-- BEGIN Input for this task --
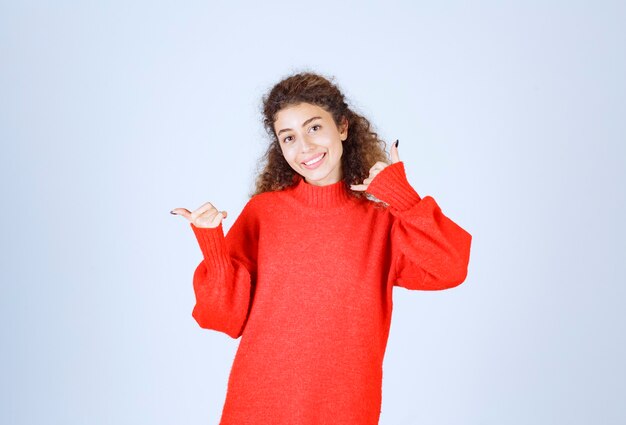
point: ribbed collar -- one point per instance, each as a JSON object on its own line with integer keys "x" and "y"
{"x": 332, "y": 195}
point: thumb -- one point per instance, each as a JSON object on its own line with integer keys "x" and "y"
{"x": 182, "y": 211}
{"x": 394, "y": 152}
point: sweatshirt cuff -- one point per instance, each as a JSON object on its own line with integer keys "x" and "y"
{"x": 213, "y": 246}
{"x": 392, "y": 187}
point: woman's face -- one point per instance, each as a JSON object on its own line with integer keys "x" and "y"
{"x": 307, "y": 133}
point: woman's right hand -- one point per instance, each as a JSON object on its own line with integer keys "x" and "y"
{"x": 206, "y": 216}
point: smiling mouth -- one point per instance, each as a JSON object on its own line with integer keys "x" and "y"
{"x": 314, "y": 160}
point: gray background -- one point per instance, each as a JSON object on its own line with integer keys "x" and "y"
{"x": 510, "y": 114}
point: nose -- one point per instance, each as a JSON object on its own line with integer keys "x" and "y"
{"x": 306, "y": 144}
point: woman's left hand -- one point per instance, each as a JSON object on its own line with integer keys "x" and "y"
{"x": 377, "y": 168}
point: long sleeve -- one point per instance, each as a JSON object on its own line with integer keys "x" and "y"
{"x": 223, "y": 281}
{"x": 429, "y": 251}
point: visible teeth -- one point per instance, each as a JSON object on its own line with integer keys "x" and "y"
{"x": 315, "y": 160}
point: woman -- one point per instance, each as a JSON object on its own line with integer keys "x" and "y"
{"x": 306, "y": 272}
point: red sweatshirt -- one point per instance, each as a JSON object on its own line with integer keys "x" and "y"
{"x": 305, "y": 277}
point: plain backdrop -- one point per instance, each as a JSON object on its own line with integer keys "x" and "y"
{"x": 510, "y": 114}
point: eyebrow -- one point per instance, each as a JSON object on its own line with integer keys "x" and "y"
{"x": 303, "y": 124}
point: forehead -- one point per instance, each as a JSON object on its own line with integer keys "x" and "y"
{"x": 297, "y": 114}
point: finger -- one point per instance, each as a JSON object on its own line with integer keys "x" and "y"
{"x": 181, "y": 211}
{"x": 202, "y": 210}
{"x": 378, "y": 166}
{"x": 394, "y": 152}
{"x": 359, "y": 187}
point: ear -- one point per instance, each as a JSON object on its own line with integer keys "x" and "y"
{"x": 343, "y": 128}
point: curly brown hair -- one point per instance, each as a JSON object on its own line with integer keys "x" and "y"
{"x": 361, "y": 149}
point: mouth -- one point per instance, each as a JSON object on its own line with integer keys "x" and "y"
{"x": 314, "y": 162}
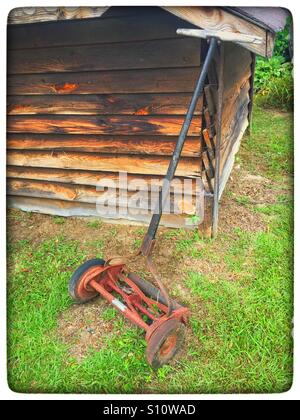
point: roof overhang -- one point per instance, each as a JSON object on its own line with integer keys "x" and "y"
{"x": 253, "y": 21}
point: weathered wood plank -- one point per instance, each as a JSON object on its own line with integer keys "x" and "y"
{"x": 126, "y": 104}
{"x": 157, "y": 145}
{"x": 22, "y": 15}
{"x": 98, "y": 178}
{"x": 215, "y": 18}
{"x": 120, "y": 56}
{"x": 67, "y": 209}
{"x": 115, "y": 125}
{"x": 154, "y": 165}
{"x": 87, "y": 194}
{"x": 79, "y": 32}
{"x": 127, "y": 81}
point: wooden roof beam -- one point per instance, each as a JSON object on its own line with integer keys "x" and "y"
{"x": 217, "y": 19}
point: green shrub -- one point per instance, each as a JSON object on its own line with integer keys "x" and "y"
{"x": 274, "y": 83}
{"x": 274, "y": 77}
-- END Input for this task --
* **What to work on**:
Lay out everything from the line containing "point: plain backdrop" down to the end of the material as a JSON list of strings, one string per line, with blank lines omitted. Leave the pictures out of the list.

* **Output of the exercise**:
[
  "point: plain backdrop -- one point per instance, each as a JSON object on its own line with integer keys \"x\" and \"y\"",
  "{\"x\": 510, \"y\": 114}",
  "point: eyebrow -- one point per instance, each as a JSON object on its own line with integer keys \"x\" and \"y\"",
  "{\"x\": 303, \"y\": 124}",
  "point: forehead -- one point per instance, each as a JSON object on its own line with integer keys \"x\" and \"y\"",
  "{\"x\": 297, \"y\": 114}",
  "point: finger -- one point per instance, each as a JSON object on its own line with integer keys \"x\" and \"y\"",
  "{\"x\": 181, \"y\": 211}",
  "{\"x\": 202, \"y\": 210}",
  "{\"x\": 378, \"y\": 166}",
  "{\"x\": 394, \"y\": 152}",
  "{\"x\": 359, \"y\": 187}",
  "point: ear -- one point per instance, each as a JSON object on its own line with integer keys \"x\" and \"y\"",
  "{\"x\": 343, \"y\": 128}",
  "point: curly brown hair -- one point per instance, each as a JSON object on its own line with integer keys \"x\" and \"y\"",
  "{\"x\": 361, \"y\": 149}",
  "point: mouth -- one point per instance, each as a JSON object on its own line with integer keys \"x\" and \"y\"",
  "{\"x\": 314, \"y\": 162}",
  "point: roof overhang -- one point per instance, each as a JSON object on its own line with integer keys \"x\" and \"y\"",
  "{\"x\": 253, \"y\": 21}",
  "point: weathered wood plank -- one point per instance, each as a JSON object on its own line with integer keys \"x\" and \"y\"",
  "{\"x\": 126, \"y\": 104}",
  "{\"x\": 157, \"y\": 145}",
  "{\"x\": 22, \"y\": 15}",
  "{\"x\": 98, \"y\": 178}",
  "{\"x\": 215, \"y\": 18}",
  "{\"x\": 120, \"y\": 56}",
  "{\"x\": 67, \"y\": 209}",
  "{\"x\": 115, \"y\": 125}",
  "{\"x\": 154, \"y\": 165}",
  "{\"x\": 87, \"y\": 194}",
  "{\"x\": 79, \"y\": 32}",
  "{\"x\": 127, \"y\": 81}",
  "point: wooden roof beam -- one point per instance, each as a JSON object on its own line with integer keys \"x\" and \"y\"",
  "{\"x\": 217, \"y\": 19}",
  "point: green shrub -- one point per instance, each as a JSON object on its own line with integer keys \"x\" and \"y\"",
  "{\"x\": 274, \"y\": 83}",
  "{\"x\": 274, \"y\": 77}"
]